## TASK REQUIREMENTS
Among the entries below, how many lines hold the word "prompts"? Reply with the number only.

## GIVEN INFORMATION

○ ○ ○

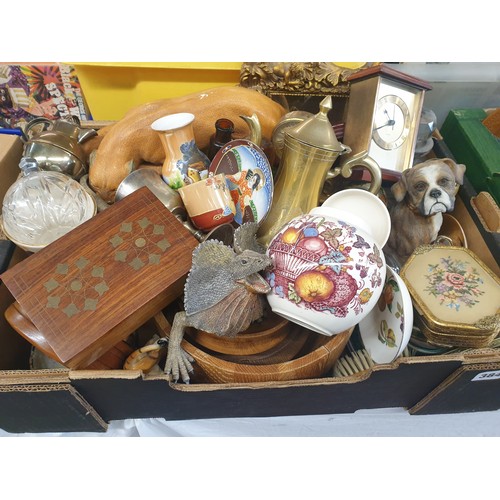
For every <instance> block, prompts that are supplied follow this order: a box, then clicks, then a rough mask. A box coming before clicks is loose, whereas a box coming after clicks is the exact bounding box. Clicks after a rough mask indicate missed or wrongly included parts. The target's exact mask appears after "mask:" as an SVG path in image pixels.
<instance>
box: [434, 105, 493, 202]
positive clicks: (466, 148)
mask: <svg viewBox="0 0 500 500" xmlns="http://www.w3.org/2000/svg"><path fill="white" fill-rule="evenodd" d="M486 116H487V114H486V111H485V110H484V109H452V110H451V111H450V112H449V113H448V116H447V117H446V120H445V121H444V123H443V126H442V127H441V129H440V132H441V135H442V136H443V139H444V140H445V142H446V144H447V145H448V147H449V149H450V151H451V152H452V153H453V156H454V157H455V159H456V160H457V161H458V162H459V163H463V164H464V165H465V166H466V167H467V170H466V175H467V178H468V179H469V180H470V182H471V184H472V185H473V186H474V189H475V190H476V191H477V192H479V191H487V192H489V193H490V194H491V196H492V197H493V198H494V200H495V201H496V202H497V204H500V140H498V139H497V138H496V137H495V136H494V135H493V134H492V133H491V132H490V131H489V130H488V129H487V128H486V127H485V126H484V125H483V120H484V119H485V118H486Z"/></svg>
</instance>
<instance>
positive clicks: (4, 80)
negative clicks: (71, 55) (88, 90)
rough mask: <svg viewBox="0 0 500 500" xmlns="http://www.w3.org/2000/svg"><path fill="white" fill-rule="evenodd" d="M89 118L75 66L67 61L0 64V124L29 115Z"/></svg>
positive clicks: (83, 97)
mask: <svg viewBox="0 0 500 500" xmlns="http://www.w3.org/2000/svg"><path fill="white" fill-rule="evenodd" d="M69 115H73V116H76V117H77V118H78V119H79V120H80V121H83V120H91V119H92V117H91V115H90V111H89V109H88V107H87V105H86V103H85V99H84V96H83V93H82V89H81V86H80V82H79V80H78V77H77V75H76V72H75V68H74V67H73V66H71V65H68V64H54V65H26V66H23V65H19V66H18V65H0V126H1V127H4V128H9V127H22V126H23V125H24V124H26V123H28V122H29V121H31V120H32V119H33V118H36V117H39V116H43V117H45V118H49V119H58V118H64V117H68V116H69Z"/></svg>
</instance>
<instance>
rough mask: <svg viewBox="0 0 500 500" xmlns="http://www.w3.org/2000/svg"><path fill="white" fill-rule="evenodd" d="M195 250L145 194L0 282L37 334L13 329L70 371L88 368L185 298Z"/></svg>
mask: <svg viewBox="0 0 500 500" xmlns="http://www.w3.org/2000/svg"><path fill="white" fill-rule="evenodd" d="M197 244H198V241H197V240H196V239H195V238H194V236H192V235H191V233H190V232H189V231H188V230H187V229H186V228H185V227H184V226H183V224H182V223H181V222H179V221H178V220H177V219H176V217H175V216H174V215H173V214H172V213H171V212H170V211H169V210H168V209H167V208H166V207H165V206H164V205H163V204H162V203H161V202H160V201H159V200H158V198H157V197H156V196H155V195H154V194H153V193H152V192H151V191H150V190H149V189H148V188H147V187H144V188H141V189H140V190H138V191H136V192H134V193H132V194H130V195H129V196H127V197H126V198H124V199H123V200H121V201H119V202H117V203H115V204H113V205H112V206H111V207H110V208H108V209H106V210H104V211H102V212H100V213H99V214H97V215H96V216H95V217H93V218H92V219H90V220H89V221H87V222H86V223H84V224H82V225H80V226H79V227H77V228H75V229H74V230H72V231H70V232H69V233H68V234H66V235H65V236H63V237H61V238H59V239H58V240H57V241H55V242H53V243H52V244H50V245H48V246H47V247H45V248H44V249H42V250H40V251H39V252H37V253H35V254H32V255H31V256H30V257H28V258H27V259H25V260H23V261H22V262H19V263H18V264H17V265H15V266H14V267H12V268H10V269H9V270H7V271H6V272H5V273H4V274H2V275H1V279H2V281H3V283H4V284H5V285H6V286H7V288H8V289H9V290H10V292H11V293H12V295H13V297H14V298H15V300H16V303H17V304H16V306H17V309H18V310H19V311H20V312H21V313H22V314H23V315H24V316H25V317H26V318H27V319H29V321H31V323H32V324H33V325H34V326H35V327H36V329H37V330H38V333H36V332H35V334H33V333H32V331H31V329H30V330H26V329H23V328H22V327H21V325H19V323H16V322H15V321H13V323H14V324H12V326H13V327H14V328H15V329H16V331H18V333H20V334H21V335H23V336H25V337H26V338H27V340H29V341H30V342H31V343H32V344H33V345H35V346H36V347H37V348H39V349H40V350H41V351H42V352H44V353H45V354H47V355H48V356H49V357H51V358H52V359H54V360H56V361H58V362H60V363H61V364H63V365H65V366H66V367H69V368H82V367H85V366H87V365H88V364H90V363H91V362H92V361H94V360H96V359H98V358H99V357H100V356H101V355H103V354H104V353H105V352H106V351H108V350H109V349H110V348H111V347H113V346H114V345H115V344H116V343H117V342H119V341H120V340H122V339H124V338H126V337H127V336H128V335H130V334H131V333H132V332H133V331H134V330H136V329H137V328H138V327H139V326H141V325H142V324H143V323H144V322H146V321H147V320H148V319H150V318H151V317H152V316H154V314H156V313H157V312H159V311H160V310H161V309H162V308H164V307H166V306H167V305H168V304H169V303H170V302H172V301H173V300H174V299H176V298H177V297H178V296H180V295H181V294H182V291H183V286H184V282H185V278H186V276H187V273H188V272H189V269H190V267H191V254H192V251H193V249H194V247H195V246H196V245H197ZM11 317H12V316H9V317H8V318H7V319H10V318H11Z"/></svg>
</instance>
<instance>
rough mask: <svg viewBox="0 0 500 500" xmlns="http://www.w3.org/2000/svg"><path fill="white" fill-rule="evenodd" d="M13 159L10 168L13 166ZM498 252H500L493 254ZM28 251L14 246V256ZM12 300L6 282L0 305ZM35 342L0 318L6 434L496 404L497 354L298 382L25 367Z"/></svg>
mask: <svg viewBox="0 0 500 500" xmlns="http://www.w3.org/2000/svg"><path fill="white" fill-rule="evenodd" d="M16 166H17V162H16V161H14V162H13V163H12V164H11V165H10V166H9V165H6V164H4V165H3V167H4V168H12V169H14V170H15V168H16ZM455 215H456V216H457V217H458V218H459V219H460V221H461V223H462V225H463V227H464V229H465V231H466V233H467V238H468V240H469V241H470V243H471V245H470V248H471V249H473V250H474V251H480V252H481V258H482V259H483V261H485V262H486V261H489V262H490V263H491V264H495V265H496V266H497V268H496V271H495V272H497V273H498V263H497V262H496V259H495V253H493V252H492V250H491V249H490V247H489V246H488V244H487V243H486V242H485V241H484V239H483V236H482V234H483V233H482V229H481V228H479V227H478V226H477V225H476V224H475V222H474V220H473V219H472V215H471V212H470V211H469V210H468V208H467V206H466V205H465V204H464V201H463V199H462V198H458V199H457V209H456V211H455ZM498 256H499V252H498V248H497V249H496V257H497V258H498ZM24 257H26V254H25V253H24V252H22V251H20V250H19V249H16V251H15V252H14V254H13V256H12V262H13V263H15V262H17V261H18V260H19V259H22V258H24ZM13 300H14V298H13V297H12V295H11V294H10V292H9V291H8V290H7V288H6V287H5V285H4V284H0V310H1V311H4V310H5V309H6V308H7V307H8V306H9V305H10V304H11V303H12V302H13ZM30 352H31V345H30V344H28V343H27V342H26V341H25V340H24V339H23V338H22V337H21V336H20V335H18V334H17V333H16V332H14V331H13V330H12V328H10V326H9V324H8V323H7V322H6V321H5V319H4V318H3V314H2V315H1V316H0V408H1V409H2V410H1V411H0V428H2V429H4V430H6V431H8V432H64V431H75V432H77V431H104V430H106V425H107V422H109V421H111V420H122V419H128V418H165V419H167V420H180V419H202V418H224V417H270V416H283V415H308V414H311V415H312V414H331V413H351V412H354V411H356V410H359V409H372V408H391V407H404V408H407V409H409V411H410V413H412V414H426V413H436V412H438V413H455V412H472V411H484V410H496V409H498V408H500V377H499V376H495V373H496V374H497V375H498V368H499V367H500V357H499V353H498V350H493V349H481V350H476V351H474V352H472V353H468V354H464V353H454V354H448V355H434V356H414V357H403V358H398V359H397V360H396V361H395V362H393V363H391V364H385V365H376V366H374V367H373V368H371V369H370V370H367V371H364V372H361V373H359V374H357V375H353V376H350V377H345V378H334V377H330V376H326V377H322V378H317V379H307V380H298V381H292V382H267V383H241V384H207V383H191V384H189V385H185V384H183V383H178V384H174V383H172V382H171V381H170V380H169V378H168V377H167V376H165V375H163V374H150V375H147V374H144V373H142V372H141V371H124V370H86V369H84V370H68V369H47V370H29V356H30Z"/></svg>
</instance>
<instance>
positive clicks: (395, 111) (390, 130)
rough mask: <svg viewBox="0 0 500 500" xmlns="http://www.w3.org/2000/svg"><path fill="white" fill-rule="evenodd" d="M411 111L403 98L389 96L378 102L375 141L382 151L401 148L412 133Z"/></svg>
mask: <svg viewBox="0 0 500 500" xmlns="http://www.w3.org/2000/svg"><path fill="white" fill-rule="evenodd" d="M410 122H411V120H410V110H409V109H408V106H407V105H406V103H405V102H404V101H403V99H401V97H399V96H397V95H394V94H389V95H385V96H383V97H381V98H380V99H379V100H378V101H377V108H376V110H375V116H374V120H373V135H372V137H373V140H374V141H375V143H376V144H377V145H378V146H380V147H381V148H382V149H385V150H391V149H397V148H399V147H400V146H401V145H402V144H403V143H404V142H405V141H406V139H407V138H408V134H409V132H410Z"/></svg>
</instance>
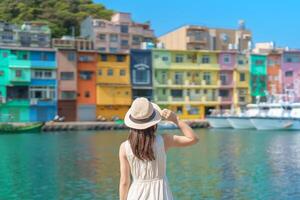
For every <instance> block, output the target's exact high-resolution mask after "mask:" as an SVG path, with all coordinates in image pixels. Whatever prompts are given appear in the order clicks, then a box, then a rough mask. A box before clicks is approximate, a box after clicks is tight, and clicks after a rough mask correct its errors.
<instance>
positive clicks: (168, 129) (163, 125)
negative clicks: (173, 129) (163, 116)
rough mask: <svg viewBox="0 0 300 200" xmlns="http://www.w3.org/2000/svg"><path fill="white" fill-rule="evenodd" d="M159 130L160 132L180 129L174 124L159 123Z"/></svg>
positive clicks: (172, 123) (163, 122) (170, 122)
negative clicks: (162, 130) (174, 129)
mask: <svg viewBox="0 0 300 200" xmlns="http://www.w3.org/2000/svg"><path fill="white" fill-rule="evenodd" d="M157 128H158V129H159V130H169V129H177V128H178V127H177V126H176V124H174V123H173V122H168V121H161V122H159V123H158V125H157Z"/></svg>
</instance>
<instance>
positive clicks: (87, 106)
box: [77, 50, 97, 121]
mask: <svg viewBox="0 0 300 200" xmlns="http://www.w3.org/2000/svg"><path fill="white" fill-rule="evenodd" d="M96 69H97V52H95V51H87V50H86V51H77V120H78V121H94V120H96V78H97V77H96Z"/></svg>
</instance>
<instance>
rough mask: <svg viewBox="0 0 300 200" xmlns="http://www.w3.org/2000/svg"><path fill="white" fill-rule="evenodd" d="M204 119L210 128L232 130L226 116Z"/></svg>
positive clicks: (229, 123)
mask: <svg viewBox="0 0 300 200" xmlns="http://www.w3.org/2000/svg"><path fill="white" fill-rule="evenodd" d="M206 119H207V121H208V122H209V125H210V126H211V127H212V128H232V126H231V125H230V123H229V122H228V120H227V117H226V116H208V117H206Z"/></svg>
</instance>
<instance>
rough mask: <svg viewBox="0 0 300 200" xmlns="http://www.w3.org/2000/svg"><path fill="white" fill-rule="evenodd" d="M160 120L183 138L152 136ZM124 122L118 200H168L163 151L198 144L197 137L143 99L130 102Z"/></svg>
mask: <svg viewBox="0 0 300 200" xmlns="http://www.w3.org/2000/svg"><path fill="white" fill-rule="evenodd" d="M162 118H164V119H166V120H169V121H171V122H174V123H175V124H176V125H177V126H178V127H179V128H180V130H181V132H182V133H183V134H184V136H178V135H169V134H163V135H155V132H156V129H157V123H158V122H160V120H161V119H162ZM124 121H125V124H126V126H128V127H129V128H130V135H129V137H128V140H126V141H125V142H123V143H122V144H121V146H120V151H119V159H120V172H121V177H120V187H119V193H120V200H126V199H128V200H172V199H173V197H172V193H171V191H170V188H169V185H168V180H167V177H166V151H167V150H168V149H169V148H172V147H185V146H190V145H193V144H195V143H197V141H198V138H197V136H196V135H195V133H194V132H193V130H192V129H191V128H190V127H189V126H188V125H187V124H186V123H185V122H183V121H180V120H179V119H178V117H177V116H176V114H175V113H173V112H172V111H170V110H167V109H164V110H162V111H161V109H160V108H159V106H158V105H156V104H154V103H151V102H149V101H148V100H147V99H146V98H143V97H142V98H137V99H135V100H134V102H133V103H132V105H131V107H130V109H129V110H128V112H127V113H126V116H125V120H124ZM130 173H131V175H132V178H133V182H132V184H131V186H130V182H131V181H130ZM174 175H175V174H174ZM129 187H130V188H129Z"/></svg>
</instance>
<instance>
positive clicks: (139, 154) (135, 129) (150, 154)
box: [128, 125, 157, 161]
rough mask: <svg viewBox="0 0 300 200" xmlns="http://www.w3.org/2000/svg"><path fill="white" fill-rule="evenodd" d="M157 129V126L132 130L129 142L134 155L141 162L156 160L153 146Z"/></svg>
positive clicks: (129, 138) (152, 126)
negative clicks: (144, 128) (139, 159)
mask: <svg viewBox="0 0 300 200" xmlns="http://www.w3.org/2000/svg"><path fill="white" fill-rule="evenodd" d="M156 129H157V125H154V126H151V127H149V128H147V129H143V130H138V129H130V134H129V136H128V140H129V143H130V146H131V149H132V152H133V154H134V155H135V156H136V157H137V158H139V159H140V160H145V161H152V160H155V156H154V152H153V144H154V140H155V134H154V133H155V131H156Z"/></svg>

○ ○ ○

## OUTPUT OF THE EXERCISE
2